[Do this]: Print every line of the listing exactly, please.

[Data extract]:

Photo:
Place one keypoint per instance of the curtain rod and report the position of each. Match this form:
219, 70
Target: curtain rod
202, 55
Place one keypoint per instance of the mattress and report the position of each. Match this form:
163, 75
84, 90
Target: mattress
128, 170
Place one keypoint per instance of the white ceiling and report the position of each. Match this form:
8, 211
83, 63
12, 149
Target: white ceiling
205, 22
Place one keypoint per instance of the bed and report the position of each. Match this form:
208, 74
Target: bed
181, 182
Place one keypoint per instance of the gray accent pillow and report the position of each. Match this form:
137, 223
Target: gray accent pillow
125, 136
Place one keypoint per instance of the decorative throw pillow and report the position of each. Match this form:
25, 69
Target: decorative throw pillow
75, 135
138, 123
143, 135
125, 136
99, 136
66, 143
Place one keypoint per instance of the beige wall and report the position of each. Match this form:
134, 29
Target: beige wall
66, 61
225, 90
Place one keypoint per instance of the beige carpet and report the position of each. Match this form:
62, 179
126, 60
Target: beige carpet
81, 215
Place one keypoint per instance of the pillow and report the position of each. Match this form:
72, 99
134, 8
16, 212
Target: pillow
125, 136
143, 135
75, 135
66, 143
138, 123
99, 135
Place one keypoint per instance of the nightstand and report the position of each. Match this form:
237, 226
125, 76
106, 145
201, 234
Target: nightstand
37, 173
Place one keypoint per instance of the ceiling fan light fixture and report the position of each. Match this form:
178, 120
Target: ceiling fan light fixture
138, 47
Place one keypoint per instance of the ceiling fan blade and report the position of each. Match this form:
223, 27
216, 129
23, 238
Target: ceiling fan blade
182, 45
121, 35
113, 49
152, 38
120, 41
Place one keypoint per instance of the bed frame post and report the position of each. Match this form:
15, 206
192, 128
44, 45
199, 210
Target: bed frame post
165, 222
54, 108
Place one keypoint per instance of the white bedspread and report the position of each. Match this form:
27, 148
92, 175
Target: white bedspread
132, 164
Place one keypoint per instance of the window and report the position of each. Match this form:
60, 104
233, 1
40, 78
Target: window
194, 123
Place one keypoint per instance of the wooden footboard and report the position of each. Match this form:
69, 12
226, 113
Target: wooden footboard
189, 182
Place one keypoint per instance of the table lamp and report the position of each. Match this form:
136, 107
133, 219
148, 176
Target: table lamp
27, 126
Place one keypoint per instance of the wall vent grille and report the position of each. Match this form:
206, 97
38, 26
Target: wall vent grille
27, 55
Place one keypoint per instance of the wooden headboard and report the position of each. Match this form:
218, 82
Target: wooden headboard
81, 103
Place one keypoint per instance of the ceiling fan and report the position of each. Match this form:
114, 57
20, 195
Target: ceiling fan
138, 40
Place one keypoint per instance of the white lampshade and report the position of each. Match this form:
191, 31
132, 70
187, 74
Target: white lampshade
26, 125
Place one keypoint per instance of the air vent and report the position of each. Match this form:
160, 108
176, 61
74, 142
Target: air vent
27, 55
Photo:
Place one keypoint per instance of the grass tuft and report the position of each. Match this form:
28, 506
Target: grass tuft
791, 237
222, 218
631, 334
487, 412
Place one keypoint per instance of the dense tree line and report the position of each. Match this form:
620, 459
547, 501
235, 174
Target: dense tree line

[Solution]:
Photo:
Place one keypoint per instance of the curtain rod and report the position of each. Match this form:
219, 70
Target: curtain rod
202, 55
Place one keypoint per instance of the mattress and report the position of each. Match this form:
163, 75
84, 90
Target: mattress
128, 170
Place one keypoint per instance of the white ceiling and report the position of each. Match this form:
8, 211
83, 63
12, 149
Target: white ceiling
205, 22
Place one keypoint per instance of the bed and report the position of each. Match this form:
208, 74
Target: bed
181, 182
Place one keypoint per instance of the gray accent pillow and report the position of each. Match this form:
137, 223
Target: gray accent pillow
125, 136
Place one keypoint per instance of the decorative throw pillow and report the position of each. Match this form:
25, 69
Target: decorative throw pillow
75, 135
138, 123
143, 135
125, 136
99, 136
66, 143
Place one keypoint per instance of the beige wall and report the position of each. Match this form:
134, 29
Target: beige wall
66, 61
225, 90
Place one keypoint per instance of the beige carpet and report the position of each. Match this form:
62, 179
126, 60
Target: beige carpet
81, 215
Place one keypoint per instance of the pillow and report the position of each. Match this form:
72, 99
134, 8
16, 212
Target: pillow
125, 136
143, 135
75, 135
66, 143
138, 123
99, 135
Place one keypoint per instance of the nightstand and report the position of each. Match this form:
237, 226
125, 76
106, 145
201, 234
Target: nightstand
37, 173
Place one keypoint per instance of the ceiling fan light fixture and report the position of each. Match this form:
178, 120
Target: ceiling fan light fixture
138, 47
Place one keypoint per instance of the ceiling fan blade and report the position of each. Match this form:
223, 27
216, 129
23, 238
Target: ceiling fan blade
182, 45
121, 35
113, 49
152, 38
120, 41
Place one keypoint per instance of the bed frame post and report the position of each. Match this form:
15, 206
192, 128
44, 45
199, 210
Target: bed frame post
165, 222
54, 108
Place one keypoint per instance of the white bedspread and report the position of each. Match this form:
27, 148
92, 175
Target: white bedspread
132, 164
Place one keypoint per instance of the window and report the position of each. Match this form:
60, 104
233, 1
40, 78
Target: window
194, 123
Place one keypoint per instance of the wooden footboard and report the position of each. Match this form:
69, 12
226, 113
Target: wooden footboard
189, 182
Place one keypoint per instance of the table lamp and report the position of each. Match this form:
136, 107
133, 219
148, 176
Target: table lamp
27, 126
Place one keypoint per instance of the wall vent grille and report the position of each. Match this form:
206, 97
38, 26
Target: wall vent grille
27, 55
Place one keypoint per instance of the wooden headboard and report the position of each. Match this form:
218, 82
Target: wooden headboard
81, 103
Place one keypoint per instance of the ceiling fan and report the position of each. Match this form:
114, 57
20, 195
Target: ceiling fan
138, 40
Place one keypoint per instance of the white lampshade and report the position of each. Match this form:
191, 31
132, 70
187, 74
Target: white lampshade
26, 125
Place one keypoint per instance of the air vent and report the position of each. Match this form:
160, 108
176, 61
74, 142
Target: air vent
27, 55
Photo:
Place one keypoint per instance of the grass tuft and report the position of each. Match this form:
28, 506
Target: grass tuft
791, 237
222, 218
631, 334
487, 412
Place one keypoint per instance of the dense tree line and report the position of each. Match this form:
620, 459
547, 501
235, 174
Target: dense tree line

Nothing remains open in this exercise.